* Stated problem:
Output every line below without omitting or altering anything.

* Dataset rows:
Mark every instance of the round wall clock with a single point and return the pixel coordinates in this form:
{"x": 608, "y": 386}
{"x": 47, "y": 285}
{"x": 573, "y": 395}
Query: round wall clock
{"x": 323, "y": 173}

* Result below:
Mark every instance of the round wall clock with a single point and return the pixel coordinates in this form:
{"x": 608, "y": 386}
{"x": 47, "y": 285}
{"x": 573, "y": 395}
Query: round wall clock
{"x": 323, "y": 173}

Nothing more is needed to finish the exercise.